Records provided:
######
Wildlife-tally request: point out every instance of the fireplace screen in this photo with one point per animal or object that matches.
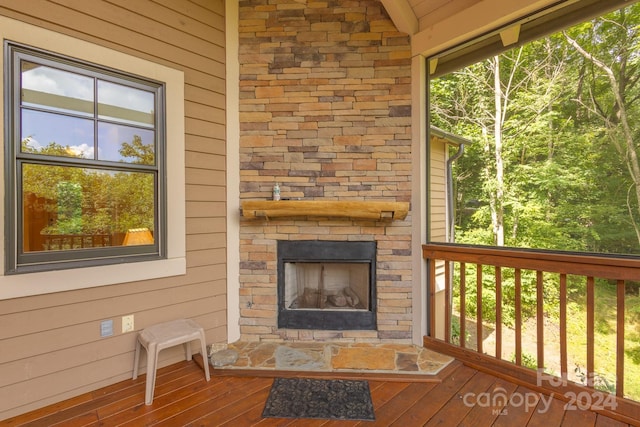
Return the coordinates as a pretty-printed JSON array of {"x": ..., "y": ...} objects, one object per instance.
[{"x": 326, "y": 285}]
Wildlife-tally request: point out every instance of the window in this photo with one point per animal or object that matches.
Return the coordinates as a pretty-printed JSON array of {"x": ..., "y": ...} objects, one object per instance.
[
  {"x": 86, "y": 173},
  {"x": 553, "y": 162}
]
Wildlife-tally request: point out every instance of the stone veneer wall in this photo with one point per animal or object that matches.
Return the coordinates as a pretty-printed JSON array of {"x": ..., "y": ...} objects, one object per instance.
[{"x": 325, "y": 111}]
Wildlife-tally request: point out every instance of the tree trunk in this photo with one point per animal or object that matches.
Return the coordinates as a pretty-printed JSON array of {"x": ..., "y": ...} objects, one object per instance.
[{"x": 498, "y": 211}]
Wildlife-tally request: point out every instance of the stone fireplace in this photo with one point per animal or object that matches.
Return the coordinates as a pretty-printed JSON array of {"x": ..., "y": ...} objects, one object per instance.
[
  {"x": 325, "y": 112},
  {"x": 326, "y": 285}
]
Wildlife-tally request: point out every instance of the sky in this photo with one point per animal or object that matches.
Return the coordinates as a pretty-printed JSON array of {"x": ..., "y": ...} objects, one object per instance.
[{"x": 76, "y": 132}]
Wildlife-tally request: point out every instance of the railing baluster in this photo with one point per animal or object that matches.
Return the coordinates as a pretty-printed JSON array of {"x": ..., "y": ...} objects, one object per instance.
[
  {"x": 479, "y": 307},
  {"x": 518, "y": 315},
  {"x": 498, "y": 312},
  {"x": 540, "y": 318},
  {"x": 590, "y": 330},
  {"x": 620, "y": 340},
  {"x": 563, "y": 326},
  {"x": 463, "y": 304},
  {"x": 447, "y": 301}
]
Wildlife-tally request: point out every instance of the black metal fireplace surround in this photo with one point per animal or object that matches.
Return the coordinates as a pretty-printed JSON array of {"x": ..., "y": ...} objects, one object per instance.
[{"x": 329, "y": 292}]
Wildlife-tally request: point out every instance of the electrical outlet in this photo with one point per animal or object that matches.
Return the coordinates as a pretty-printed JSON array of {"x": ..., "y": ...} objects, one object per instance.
[{"x": 127, "y": 323}]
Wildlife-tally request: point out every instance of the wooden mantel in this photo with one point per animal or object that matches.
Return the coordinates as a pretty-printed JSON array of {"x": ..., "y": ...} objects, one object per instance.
[{"x": 330, "y": 208}]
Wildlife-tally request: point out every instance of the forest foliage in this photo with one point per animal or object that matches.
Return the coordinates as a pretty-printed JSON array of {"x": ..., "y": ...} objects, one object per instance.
[{"x": 554, "y": 158}]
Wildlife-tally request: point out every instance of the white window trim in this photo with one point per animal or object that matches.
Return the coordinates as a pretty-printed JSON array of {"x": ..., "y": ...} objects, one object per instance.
[{"x": 21, "y": 285}]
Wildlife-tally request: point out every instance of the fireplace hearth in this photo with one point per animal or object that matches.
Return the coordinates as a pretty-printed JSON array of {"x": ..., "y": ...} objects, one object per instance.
[{"x": 326, "y": 285}]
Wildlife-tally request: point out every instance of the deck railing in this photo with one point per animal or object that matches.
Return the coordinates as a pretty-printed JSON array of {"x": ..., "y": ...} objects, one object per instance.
[{"x": 473, "y": 275}]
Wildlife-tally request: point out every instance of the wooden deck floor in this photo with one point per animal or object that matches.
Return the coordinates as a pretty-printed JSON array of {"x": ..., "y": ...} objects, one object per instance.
[{"x": 459, "y": 396}]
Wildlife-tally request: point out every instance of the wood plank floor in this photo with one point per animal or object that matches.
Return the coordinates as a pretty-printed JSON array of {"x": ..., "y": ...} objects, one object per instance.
[{"x": 459, "y": 396}]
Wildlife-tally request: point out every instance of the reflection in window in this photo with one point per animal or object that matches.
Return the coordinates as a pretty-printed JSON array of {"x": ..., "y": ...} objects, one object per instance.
[
  {"x": 120, "y": 143},
  {"x": 125, "y": 104},
  {"x": 57, "y": 134},
  {"x": 84, "y": 164},
  {"x": 56, "y": 90}
]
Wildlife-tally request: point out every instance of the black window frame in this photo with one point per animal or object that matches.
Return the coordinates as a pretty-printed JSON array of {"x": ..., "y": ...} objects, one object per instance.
[{"x": 16, "y": 260}]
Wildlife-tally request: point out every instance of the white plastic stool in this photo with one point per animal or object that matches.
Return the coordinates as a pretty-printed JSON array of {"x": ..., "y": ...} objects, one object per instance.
[{"x": 165, "y": 335}]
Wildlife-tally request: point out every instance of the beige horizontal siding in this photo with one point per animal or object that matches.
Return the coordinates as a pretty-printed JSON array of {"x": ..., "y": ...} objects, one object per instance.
[{"x": 50, "y": 345}]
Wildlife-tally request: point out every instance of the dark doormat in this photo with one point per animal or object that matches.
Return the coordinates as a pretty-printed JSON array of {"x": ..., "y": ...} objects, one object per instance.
[{"x": 324, "y": 399}]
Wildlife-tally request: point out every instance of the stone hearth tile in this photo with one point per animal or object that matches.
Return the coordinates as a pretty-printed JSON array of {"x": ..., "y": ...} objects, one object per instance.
[
  {"x": 404, "y": 348},
  {"x": 431, "y": 362},
  {"x": 366, "y": 358},
  {"x": 301, "y": 358}
]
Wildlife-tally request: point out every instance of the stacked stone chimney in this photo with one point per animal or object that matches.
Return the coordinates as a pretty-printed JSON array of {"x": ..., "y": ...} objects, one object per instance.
[{"x": 325, "y": 112}]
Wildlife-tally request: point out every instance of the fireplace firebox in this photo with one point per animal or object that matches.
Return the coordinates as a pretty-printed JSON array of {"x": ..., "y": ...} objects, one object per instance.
[{"x": 326, "y": 285}]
######
Requirement: Would you show each line of the material above that contains the string "wooden"?

Written response:
Wildlife-tally request: point out every instance of the wooden mantel in this photo with one point per animal or object that matches.
Wildlife-tally request: point out every instance of the wooden deck floor in this photo with one point per animal or object that matches.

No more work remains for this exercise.